### TEXTAUSZUG:
———

1. Du hast das addMouseMotionListener auskommentiert, also wird beim 'draggen' (ziehen) auch keine Methode von dir aufgerufen.
2. Wie soll sich der zweite steinbewegen, wenn du in deiner moveSquare-Methode nur den schwarzen stein behandelts?
3. Dann füge eben mehr ein. Mach ein Array mit den Steinen, und prüfe (auch in Bezug auf deinen Punkt 2), ob die Mosoposition beim MousePressed einem bestimmten Stein entspricht. Diesen merkst du dir und ziehst dann genau den bei MouseDragged.
4. Das Spielfeld befindet sich über den Steinen, weil du es nach ihnen zeichnest. Zeichne die Steine nach dem Spielfeld.


----------



## SSJ (19. Apr 2009)

———

### ERFASSTE DATEN:
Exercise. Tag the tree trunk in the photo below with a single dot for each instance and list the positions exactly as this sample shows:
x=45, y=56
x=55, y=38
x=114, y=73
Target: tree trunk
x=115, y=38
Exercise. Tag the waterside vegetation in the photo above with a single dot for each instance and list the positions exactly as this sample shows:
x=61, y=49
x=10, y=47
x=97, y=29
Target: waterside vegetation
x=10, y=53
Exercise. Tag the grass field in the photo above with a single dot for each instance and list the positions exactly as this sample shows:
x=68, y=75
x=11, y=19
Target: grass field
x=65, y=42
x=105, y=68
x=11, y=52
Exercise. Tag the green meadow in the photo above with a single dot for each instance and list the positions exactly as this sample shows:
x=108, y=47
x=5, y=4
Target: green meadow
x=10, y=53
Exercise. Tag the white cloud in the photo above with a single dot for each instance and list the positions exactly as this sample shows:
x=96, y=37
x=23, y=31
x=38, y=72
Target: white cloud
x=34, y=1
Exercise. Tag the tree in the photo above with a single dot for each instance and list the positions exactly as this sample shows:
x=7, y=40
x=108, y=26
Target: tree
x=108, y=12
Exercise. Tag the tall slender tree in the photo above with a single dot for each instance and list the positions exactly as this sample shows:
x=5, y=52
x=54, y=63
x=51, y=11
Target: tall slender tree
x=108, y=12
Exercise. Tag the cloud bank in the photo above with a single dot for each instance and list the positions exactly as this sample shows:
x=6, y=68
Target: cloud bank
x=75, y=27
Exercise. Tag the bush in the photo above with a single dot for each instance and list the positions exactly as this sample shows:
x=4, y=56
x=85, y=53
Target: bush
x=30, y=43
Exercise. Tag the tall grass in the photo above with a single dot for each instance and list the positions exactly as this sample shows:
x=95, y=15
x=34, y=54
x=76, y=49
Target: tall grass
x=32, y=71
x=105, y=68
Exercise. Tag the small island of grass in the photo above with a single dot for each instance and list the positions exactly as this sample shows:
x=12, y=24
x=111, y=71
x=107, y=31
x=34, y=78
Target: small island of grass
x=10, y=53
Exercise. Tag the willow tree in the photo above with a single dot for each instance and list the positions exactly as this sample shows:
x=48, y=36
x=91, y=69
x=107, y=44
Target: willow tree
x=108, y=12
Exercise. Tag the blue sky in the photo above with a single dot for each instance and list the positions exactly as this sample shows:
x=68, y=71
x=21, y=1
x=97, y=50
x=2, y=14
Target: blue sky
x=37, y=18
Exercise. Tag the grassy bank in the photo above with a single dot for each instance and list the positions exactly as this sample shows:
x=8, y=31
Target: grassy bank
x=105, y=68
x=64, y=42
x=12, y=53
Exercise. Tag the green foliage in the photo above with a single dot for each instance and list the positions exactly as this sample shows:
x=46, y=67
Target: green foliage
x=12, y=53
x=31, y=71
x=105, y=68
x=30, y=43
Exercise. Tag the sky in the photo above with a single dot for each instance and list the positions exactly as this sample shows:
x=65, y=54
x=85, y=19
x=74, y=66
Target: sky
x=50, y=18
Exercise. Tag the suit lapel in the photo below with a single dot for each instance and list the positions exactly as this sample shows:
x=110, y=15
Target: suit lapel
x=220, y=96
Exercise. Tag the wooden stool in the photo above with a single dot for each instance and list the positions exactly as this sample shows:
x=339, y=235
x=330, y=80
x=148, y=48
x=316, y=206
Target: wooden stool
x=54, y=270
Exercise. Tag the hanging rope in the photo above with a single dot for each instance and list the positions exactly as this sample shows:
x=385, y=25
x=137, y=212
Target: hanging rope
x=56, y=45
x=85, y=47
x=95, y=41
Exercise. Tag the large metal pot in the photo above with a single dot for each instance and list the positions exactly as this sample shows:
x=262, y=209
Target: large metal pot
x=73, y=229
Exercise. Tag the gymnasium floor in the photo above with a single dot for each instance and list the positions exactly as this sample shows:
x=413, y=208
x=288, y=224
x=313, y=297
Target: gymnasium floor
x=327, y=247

———

### PROBLEMBESCHREIBUNG:
Wie lautet der Forenbeitrag zum Ziehen der Spielsteine von „2. Wie soll“ bis einschließlich „(19. Apr 2009)“? Gib diese Stelle wortgetreu wieder.

### ERWARTETE AUSGABE:
2. Wie soll sich der zweite steinbewegen, wenn du in deiner moveSquare-Methode nur den schwarzen stein behandelts?
3. Dann füge eben mehr ein. Mach ein Array mit den Steinen, und prüfe (auch in Bezug auf deinen Punkt 2), ob die Mosoposition beim MousePressed einem bestimmten Stein entspricht. Diesen merkst du dir und ziehst dann genau den bei MouseDragged.
4. Das Spielfeld befindet sich über den Steinen, weil du es nach ihnen zeichnest. Zeichne die Steine nach dem Spielfeld.


----------



## SSJ (19. Apr 2009)